読解用抜粋:
米国エタノールブームに陰り 生産急増で市場が”食傷の病”に倒れる

 農業情報研究所(WAPIC)

07.10.1

 9月30日付けのニューヨーク・タイムズ紙が、始まったばかりの米国バイオエタノールブームに早くも陰りが見え始めたと報じている。原因は、余りに急速な生産拡張に流通手段が追いつかないこともあり、エタノール市場が突然の食傷の病にかかってしまったことにある。

 スポット市場でのエタノール全国平均価格は5月以来30%も下落した。特に最近数週間の下落が激しい。エタノールについて講義し、生産者のためのコンサルタントをしているアイオワ州立大学のネイル・ハール教授は、エタノールブーム終焉が見えてきた、”今は、投資している人々には危険なときだ”と言う。

 政府の寛大な支援が生産の増勢を維持すると期待されるが、無計画な産業拡大は、ブッシュ大統領やその他の政策決定者の外国石油依存軽減の希望に応える能力への疑問を掻き立てる。

 Ethanol’s Boom Stalling as Glut Depresses Price,The New York Times,9.30
 http://www.nytimes.com/2007/09/30/business/30ethanol.html?_r=1&ref=business&oref=slogin

 多くの産業専門家は、この問題は、エタノール生産の中心地ーすなわち原料トウモロコシを生産するコーン・ベルトーから消費の中心地である沿岸地域へのエタノール輸送のボトルネックから生じた一時的問題と言う。

 しかし、これは楽観的にすぎるようだ。エタノールは腐食性で、水や不純物を吸い込むから、既存の燃料パイプラインで運ぶことはできない。列車、トラック、船など、急増するエタノール生産に追いつくのは難しい一層高価な輸送ネットワークで輸送せねばならない。このような輸送手段の整備のコストは誰が払うのか。それは経済的に引き合うのだろうか、環境に優しいはずのエタノールの環境負荷をかえって増すことにはならないのか。簡単に片付く問題ではなさそうだ。

 それだけではない。上院は、ガソリンにブレンドされねばならないバイオ燃料のシェアを2005年の75億ガロン(日量で490キロバレル=490kb/d)から、2015年には150億ガロン(980kb/d)、2022年には360億ガロン(2350kb/d)に引き上げる法案を採択したが、現在の生産レベルでさえ、トウモロコシや食料品の価格は高騰、水不足や窒素肥料多投による水汚染も深刻化している。これ以上の増産への政治的抵抗も強まる可能性が高い。

 輸送・流通インフラストラクチャーの問題を含むこれらの問題は、実は、既に今年7月のIEA(国際エネルギー機関)の中期石油市場報告が指摘していたものだ。これの問題を考慮したこの中期報告は、米国のバイオ燃料生産能力は2009年には840kb/dに達すると推定されるが、実際の供給量は533kb/dに低迷すると予測している。

 ニューヨーク・タイムズの報道は、IEAのこのような予測を改めて裏付けるものと見るべきだろう。

 ただ、これは、サトウキビ収穫労働者の命を犠牲にした(例えば、肺線維症による死→Brazil Ethanol Boom Belied by Diseased Lungs Among Cane Workers,Bloomberg.com - Sep 28)ブラジルのバイオ燃料輸出戦略をますます勢いづけるだけかもしれない。ブラジル国有石油・ペトロブラスは、三井物産とのジョイントベンチャーで、日本に輸出するための10億リットル(2億6400万ガロン)の生産能力を持つ5つの工場の新設を計画している。これは、2012年までにエタノール輸出を40億リットル(10億500万ガロン)に増やす事業計画の一環として、数週間以内に正式に承認されるという。

練習問題 A: 米国エタノールブームの記事によると、スポット市場でのエタノール全国平均価格は5月以来何%下落したか。
練習問題 B: 米国エタノールブームの記事のうち、「それだけではない。上院は、ガ」から「的抵抗も強まる可能性が高い。」までの全部を一字一句違えずに書き写してください。

収集データ

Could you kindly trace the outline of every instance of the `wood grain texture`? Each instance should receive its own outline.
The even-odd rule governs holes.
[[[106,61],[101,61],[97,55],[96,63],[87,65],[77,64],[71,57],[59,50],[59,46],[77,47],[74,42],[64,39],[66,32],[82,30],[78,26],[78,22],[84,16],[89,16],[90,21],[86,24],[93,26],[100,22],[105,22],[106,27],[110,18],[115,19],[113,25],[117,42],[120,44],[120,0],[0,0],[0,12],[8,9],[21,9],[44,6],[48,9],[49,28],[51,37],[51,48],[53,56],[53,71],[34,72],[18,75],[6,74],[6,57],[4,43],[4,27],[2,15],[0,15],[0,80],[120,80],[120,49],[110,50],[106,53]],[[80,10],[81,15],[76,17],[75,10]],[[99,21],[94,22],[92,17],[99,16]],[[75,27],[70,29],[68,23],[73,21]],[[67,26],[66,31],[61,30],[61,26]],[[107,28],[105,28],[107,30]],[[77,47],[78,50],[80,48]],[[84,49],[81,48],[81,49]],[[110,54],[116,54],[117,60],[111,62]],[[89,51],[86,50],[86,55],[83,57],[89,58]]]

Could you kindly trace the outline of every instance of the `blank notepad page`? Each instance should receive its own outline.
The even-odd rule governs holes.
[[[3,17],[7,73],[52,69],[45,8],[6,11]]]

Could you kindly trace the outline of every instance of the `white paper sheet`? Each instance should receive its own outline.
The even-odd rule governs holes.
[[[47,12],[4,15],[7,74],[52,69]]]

解答 A: 30%下落した。

解答 B:
それだけではない。上院は、ガソリンにブレンドされねばならないバイオ燃料のシェアを2005年の75億ガロン(日量で490キロバレル=490kb/d)から、2015年には150億ガロン(980kb/d)、2022年には360億ガロン(2350kb/d)に引き上げる法案を採択したが、現在の生産レベルでさえ、トウモロコシや食料品の価格は高騰、水不足や窒素肥料多投による水汚染も深刻化している。これ以上の増産への政治的抵抗も強まる可能性が高い。